Render every line of the records below as a Markdown table with the columns "No." and "Text", giving each row a number and leaving out blank lines.

━━━ Records shown ━━━

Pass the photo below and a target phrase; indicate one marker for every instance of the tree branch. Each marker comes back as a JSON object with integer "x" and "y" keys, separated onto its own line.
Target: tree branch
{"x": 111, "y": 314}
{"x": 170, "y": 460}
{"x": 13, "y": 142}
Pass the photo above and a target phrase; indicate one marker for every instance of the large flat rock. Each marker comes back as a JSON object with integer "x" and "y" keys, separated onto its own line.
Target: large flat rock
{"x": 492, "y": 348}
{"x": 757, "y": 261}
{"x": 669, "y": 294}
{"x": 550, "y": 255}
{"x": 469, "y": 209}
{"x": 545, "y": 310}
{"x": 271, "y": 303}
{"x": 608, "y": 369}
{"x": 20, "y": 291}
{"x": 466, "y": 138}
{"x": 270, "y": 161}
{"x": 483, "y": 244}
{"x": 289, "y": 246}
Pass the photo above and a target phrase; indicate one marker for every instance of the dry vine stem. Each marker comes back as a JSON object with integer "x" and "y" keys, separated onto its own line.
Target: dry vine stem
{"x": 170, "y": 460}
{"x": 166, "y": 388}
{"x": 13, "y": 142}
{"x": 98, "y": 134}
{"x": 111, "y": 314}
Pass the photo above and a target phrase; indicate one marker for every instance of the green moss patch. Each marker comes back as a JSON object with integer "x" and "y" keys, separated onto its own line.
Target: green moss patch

━━━

**Reply**.
| No. | Text |
|---|---|
| 1 | Pass the photo below and a target phrase; indicate one marker for every instance of the tree branch. Each marker comes back as a JSON object with integer "x" and "y" keys, separated onto its own line. |
| 2 | Target: tree branch |
| 3 | {"x": 111, "y": 314} |
| 4 | {"x": 170, "y": 460} |
| 5 | {"x": 13, "y": 142} |
| 6 | Pass the photo above and a target phrase; indicate one marker for every instance of the large flat rock. Each marker comes back as a JSON object with integer "x" and "y" keys, separated onto its own line. |
| 7 | Target: large flat rock |
| 8 | {"x": 492, "y": 348} |
| 9 | {"x": 757, "y": 261} |
| 10 | {"x": 669, "y": 294} |
| 11 | {"x": 550, "y": 255} |
| 12 | {"x": 469, "y": 209} |
| 13 | {"x": 545, "y": 310} |
| 14 | {"x": 271, "y": 303} |
| 15 | {"x": 608, "y": 369} |
| 16 | {"x": 20, "y": 291} |
| 17 | {"x": 466, "y": 138} |
| 18 | {"x": 270, "y": 161} |
| 19 | {"x": 483, "y": 244} |
| 20 | {"x": 289, "y": 246} |
| 21 | Pass the photo above and a target phrase; indicate one marker for every instance of the dry vine stem. Each marker comes back as a JSON object with integer "x" and "y" keys, separated onto its own line. |
| 22 | Target: dry vine stem |
| 23 | {"x": 170, "y": 460} |
| 24 | {"x": 166, "y": 388} |
| 25 | {"x": 13, "y": 142} |
| 26 | {"x": 98, "y": 134} |
| 27 | {"x": 111, "y": 314} |
| 28 | Pass the photo above and a target phrase; indicate one marker for every instance of the green moss patch. Each marker comes back as a JSON object with integer "x" and "y" keys, separated onto its own line. |
| 29 | Target: green moss patch |